TASK TO COMPLETE
Should the word "instance" occur in a line of the records, copy that line.

SUPPLIED RECORDS Block Start

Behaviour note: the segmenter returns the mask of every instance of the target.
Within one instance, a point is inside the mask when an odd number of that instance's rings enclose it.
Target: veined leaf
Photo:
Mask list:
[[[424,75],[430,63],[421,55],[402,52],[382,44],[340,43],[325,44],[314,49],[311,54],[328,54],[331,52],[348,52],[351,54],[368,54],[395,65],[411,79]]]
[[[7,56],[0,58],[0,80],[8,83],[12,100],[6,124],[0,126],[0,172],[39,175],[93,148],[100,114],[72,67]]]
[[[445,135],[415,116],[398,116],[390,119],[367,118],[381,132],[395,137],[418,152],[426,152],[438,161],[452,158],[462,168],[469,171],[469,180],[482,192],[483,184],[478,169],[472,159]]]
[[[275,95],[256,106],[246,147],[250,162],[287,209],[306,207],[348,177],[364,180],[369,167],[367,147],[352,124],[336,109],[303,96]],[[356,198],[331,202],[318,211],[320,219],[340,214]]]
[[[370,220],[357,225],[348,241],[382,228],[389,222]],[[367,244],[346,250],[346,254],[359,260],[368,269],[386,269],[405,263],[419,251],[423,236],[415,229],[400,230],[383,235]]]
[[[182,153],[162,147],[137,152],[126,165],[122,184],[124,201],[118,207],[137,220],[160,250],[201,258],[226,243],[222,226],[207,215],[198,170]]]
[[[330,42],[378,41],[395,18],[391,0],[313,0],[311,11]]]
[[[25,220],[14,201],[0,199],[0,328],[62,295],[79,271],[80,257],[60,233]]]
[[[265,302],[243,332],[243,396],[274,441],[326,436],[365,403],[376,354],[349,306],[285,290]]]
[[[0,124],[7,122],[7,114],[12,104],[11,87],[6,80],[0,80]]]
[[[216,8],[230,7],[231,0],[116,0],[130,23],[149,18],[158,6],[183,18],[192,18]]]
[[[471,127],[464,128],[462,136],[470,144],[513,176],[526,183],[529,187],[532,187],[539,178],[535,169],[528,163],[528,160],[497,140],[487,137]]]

SUPPLIED RECORDS Block End

THE ANSWER
Behaviour note: the segmenter returns the mask of every instance of the target.
Within one instance, a point is inside the mask when an odd number of that instance's rings enclose it.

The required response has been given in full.